* _Problem description_
Print every one of the lines below word for word, with nothing changed.

### Records ###

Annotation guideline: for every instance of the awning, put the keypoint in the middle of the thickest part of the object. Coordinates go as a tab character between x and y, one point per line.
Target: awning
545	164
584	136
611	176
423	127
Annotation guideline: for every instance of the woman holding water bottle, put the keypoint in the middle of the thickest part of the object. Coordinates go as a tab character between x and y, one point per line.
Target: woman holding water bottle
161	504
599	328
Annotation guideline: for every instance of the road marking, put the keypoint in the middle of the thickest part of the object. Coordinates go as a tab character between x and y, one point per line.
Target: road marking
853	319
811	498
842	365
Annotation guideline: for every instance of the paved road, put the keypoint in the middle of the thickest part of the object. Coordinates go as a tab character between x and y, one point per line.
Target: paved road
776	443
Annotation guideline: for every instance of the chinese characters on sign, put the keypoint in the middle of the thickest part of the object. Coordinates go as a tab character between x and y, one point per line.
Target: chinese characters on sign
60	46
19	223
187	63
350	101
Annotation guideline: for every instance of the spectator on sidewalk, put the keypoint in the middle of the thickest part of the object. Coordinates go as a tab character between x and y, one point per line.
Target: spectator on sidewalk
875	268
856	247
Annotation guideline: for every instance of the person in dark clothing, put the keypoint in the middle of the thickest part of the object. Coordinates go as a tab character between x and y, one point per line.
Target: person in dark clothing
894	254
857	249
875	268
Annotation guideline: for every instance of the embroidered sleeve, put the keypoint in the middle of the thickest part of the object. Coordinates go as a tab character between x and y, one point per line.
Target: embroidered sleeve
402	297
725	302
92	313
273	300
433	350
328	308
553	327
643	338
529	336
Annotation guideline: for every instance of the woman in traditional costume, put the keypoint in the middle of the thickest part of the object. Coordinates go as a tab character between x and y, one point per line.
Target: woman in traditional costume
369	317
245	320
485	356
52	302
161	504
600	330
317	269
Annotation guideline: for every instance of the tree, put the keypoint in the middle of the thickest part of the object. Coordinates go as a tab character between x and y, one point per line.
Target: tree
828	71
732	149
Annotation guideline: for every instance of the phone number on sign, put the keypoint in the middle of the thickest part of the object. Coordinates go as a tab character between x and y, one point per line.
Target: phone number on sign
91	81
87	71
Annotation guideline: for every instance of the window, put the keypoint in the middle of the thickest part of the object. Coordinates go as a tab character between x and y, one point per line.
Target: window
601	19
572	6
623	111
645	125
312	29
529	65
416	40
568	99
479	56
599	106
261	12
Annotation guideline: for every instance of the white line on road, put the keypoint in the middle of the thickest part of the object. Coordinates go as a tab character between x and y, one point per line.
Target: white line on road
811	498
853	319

###

* _Reply to the exercise_
Annotation guideline: for every instance of the awning, put the keypoint in the middle of the thickest part of the object. Coordinates go as a tab character between x and y, one point per line.
Target: awning
545	164
584	136
611	176
423	127
Annotation guideline: for every instance of the woman holding water bottle, put the keypoint in the middle of the thickest part of the object. Coordinates go as a tab character between x and y, one point per line.
Target: woman holding water bottle
161	504
599	328
Annotation guideline: for every instance of the road marking, put the keypoint in the middle of the thickest part of the object. Coordinates go as a tab character between x and y, one point per line.
Target: road marking
853	319
811	498
842	365
Annotation guideline: for every instance of the paved road, put the keypoint in the middle of the thickest part of the object. Coordinates go as a tab character between x and y, one point per line.
Target: paved road
776	443
Annotation guideline: for every instance of the chinese characters on sign, put the keypoint in the middle of the thickest part of the object. Coordinates go as a tab character between x and y, one point per line.
Target: chinese characters on sign
60	46
19	223
187	63
350	101
Annotation guideline: for every instance of the spectator on sidewalk, put the keypoint in the middle of the thickest part of the object. Coordinates go as a tab character between x and y, one point per line.
Target: spectator on sidewalk
875	268
856	247
Annotation guideline: for every instance of the person in dark clothing, put the keypoint in the middle of the thickest part of the object. Coordinates go as a tab character between x and y, one point per line.
Target: person in dark clothing
894	254
857	249
875	268
Annotation guideline: for every instance of the embroidered sleeve, put the keypoint in the middle of the thickest part of the object. Coordinates go as a tab character between x and y, one point per line.
Target: embroidered sleeve
402	297
725	302
92	313
273	300
433	350
328	308
553	327
643	338
529	336
Annotation guideline: for every instance of the woman in traditional costume, put the keypoint in the middle of the thickest part of the object. Coordinates go as a tab character between x and y, one point per line.
Target: woman in traditional costume
369	317
245	320
485	356
52	302
161	504
600	330
317	269
Annotation guideline: for every instance of the tree, put the keypoint in the middle of the thickest part of the object. Coordinates go as a tab character between x and y, one point per line.
Target: tree
828	71
732	149
Annotation guideline: for every instance of the phone number on sign, put the keypoint in the middle of the thickest part of the object. Coordinates go as a tab character between x and y, one point per line.
Target: phone number on sign
91	81
87	71
Annotation guideline: for every instance of the window, put the keypoint in the middle of the thickest part of the object. Coordinates go as a tab character between x and y, one point per line.
Target: window
601	19
572	6
623	111
645	125
312	29
529	65
416	40
568	99
479	56
599	106
261	12
Annotation guideline: for every instance of the white line on road, put the keypoint in the middle of the thickest part of the object. Coordinates go as a tab character between x and y, one point per line.
Target: white line on road
811	498
853	319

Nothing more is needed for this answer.